§ **WHAT TO WORK ON**
Restate verbatim the span of lines below between the line with "x=311, y=139" and the line with "x=297, y=115", including those two lines, and only that span.

§ **DATASET EXTRACT**
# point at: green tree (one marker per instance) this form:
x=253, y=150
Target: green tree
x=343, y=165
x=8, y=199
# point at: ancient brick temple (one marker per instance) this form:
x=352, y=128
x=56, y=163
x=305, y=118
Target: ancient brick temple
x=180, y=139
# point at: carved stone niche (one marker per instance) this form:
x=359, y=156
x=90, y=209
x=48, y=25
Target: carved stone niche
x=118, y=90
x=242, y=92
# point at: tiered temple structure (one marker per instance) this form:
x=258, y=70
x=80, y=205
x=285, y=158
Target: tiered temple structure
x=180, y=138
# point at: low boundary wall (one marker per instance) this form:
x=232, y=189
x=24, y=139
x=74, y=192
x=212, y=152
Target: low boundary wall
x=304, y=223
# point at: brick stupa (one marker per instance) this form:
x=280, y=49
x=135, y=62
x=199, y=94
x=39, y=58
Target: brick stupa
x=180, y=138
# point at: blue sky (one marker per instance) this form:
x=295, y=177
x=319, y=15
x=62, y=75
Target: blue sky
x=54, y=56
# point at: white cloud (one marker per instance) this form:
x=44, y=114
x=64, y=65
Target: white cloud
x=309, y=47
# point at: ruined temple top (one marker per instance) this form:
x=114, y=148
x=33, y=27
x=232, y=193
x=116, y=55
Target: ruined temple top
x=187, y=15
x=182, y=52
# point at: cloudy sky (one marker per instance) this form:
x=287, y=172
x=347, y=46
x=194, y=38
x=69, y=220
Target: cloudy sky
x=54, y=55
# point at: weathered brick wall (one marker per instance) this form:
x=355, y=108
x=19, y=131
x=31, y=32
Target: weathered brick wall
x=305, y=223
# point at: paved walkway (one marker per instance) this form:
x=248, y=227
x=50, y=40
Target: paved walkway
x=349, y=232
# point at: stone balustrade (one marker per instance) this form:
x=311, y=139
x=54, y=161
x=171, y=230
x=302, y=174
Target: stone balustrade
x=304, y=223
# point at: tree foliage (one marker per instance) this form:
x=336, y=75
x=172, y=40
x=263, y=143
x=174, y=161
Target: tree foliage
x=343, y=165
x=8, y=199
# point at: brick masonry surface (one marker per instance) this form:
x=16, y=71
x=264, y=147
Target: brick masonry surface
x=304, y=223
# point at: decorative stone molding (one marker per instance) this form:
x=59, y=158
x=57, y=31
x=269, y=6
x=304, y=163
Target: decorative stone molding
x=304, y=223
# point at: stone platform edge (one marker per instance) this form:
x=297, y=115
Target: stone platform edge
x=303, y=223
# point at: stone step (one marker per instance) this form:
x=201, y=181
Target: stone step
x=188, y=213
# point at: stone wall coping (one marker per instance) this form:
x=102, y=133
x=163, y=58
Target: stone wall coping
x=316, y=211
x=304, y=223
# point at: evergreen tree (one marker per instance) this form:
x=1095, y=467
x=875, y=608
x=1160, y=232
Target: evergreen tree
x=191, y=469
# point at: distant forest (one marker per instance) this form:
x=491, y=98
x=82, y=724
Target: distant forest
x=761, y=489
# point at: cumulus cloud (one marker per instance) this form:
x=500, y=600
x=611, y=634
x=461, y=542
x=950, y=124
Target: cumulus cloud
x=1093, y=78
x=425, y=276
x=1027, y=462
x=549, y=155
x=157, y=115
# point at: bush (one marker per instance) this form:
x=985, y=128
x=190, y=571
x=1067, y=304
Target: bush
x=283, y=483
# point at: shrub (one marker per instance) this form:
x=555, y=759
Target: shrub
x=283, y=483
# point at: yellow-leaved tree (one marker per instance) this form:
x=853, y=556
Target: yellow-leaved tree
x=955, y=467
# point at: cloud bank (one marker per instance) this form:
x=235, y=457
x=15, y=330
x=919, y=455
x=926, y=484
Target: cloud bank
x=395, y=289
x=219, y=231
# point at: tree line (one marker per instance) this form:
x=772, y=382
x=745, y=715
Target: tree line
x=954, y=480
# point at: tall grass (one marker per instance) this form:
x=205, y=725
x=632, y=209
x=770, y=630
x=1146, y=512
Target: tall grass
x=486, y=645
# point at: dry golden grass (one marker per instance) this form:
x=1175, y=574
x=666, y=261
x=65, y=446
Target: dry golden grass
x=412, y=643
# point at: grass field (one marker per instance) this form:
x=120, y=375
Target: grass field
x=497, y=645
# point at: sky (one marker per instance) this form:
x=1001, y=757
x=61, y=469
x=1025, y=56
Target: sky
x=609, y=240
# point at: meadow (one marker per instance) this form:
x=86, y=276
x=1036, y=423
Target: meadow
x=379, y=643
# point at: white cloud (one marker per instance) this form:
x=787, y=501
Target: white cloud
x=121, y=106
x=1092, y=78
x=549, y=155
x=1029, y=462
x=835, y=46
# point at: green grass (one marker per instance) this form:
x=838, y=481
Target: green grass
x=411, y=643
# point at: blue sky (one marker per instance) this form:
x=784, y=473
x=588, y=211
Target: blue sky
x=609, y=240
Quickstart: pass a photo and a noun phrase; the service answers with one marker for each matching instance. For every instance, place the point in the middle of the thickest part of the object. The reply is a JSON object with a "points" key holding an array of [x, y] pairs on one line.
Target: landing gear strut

§ **EXERCISE SOLUTION**
x=311, y=139
x=54, y=161
x=171, y=230
x=302, y=174
Target: stone balustrade
x=304, y=223
# point at: tree foliage (one marker per instance) this form:
x=336, y=75
x=172, y=40
x=263, y=143
x=174, y=161
Target: tree foliage
x=343, y=165
x=8, y=199
# point at: brick masonry surface (one marker per instance) this form:
x=16, y=71
x=264, y=147
Target: brick masonry surface
x=304, y=223
# point at: decorative stone molding (one marker per instance) this form:
x=59, y=158
x=57, y=31
x=269, y=6
x=304, y=163
Target: decorative stone molding
x=304, y=223
# point at: stone platform edge (one marker per instance) this form:
x=297, y=115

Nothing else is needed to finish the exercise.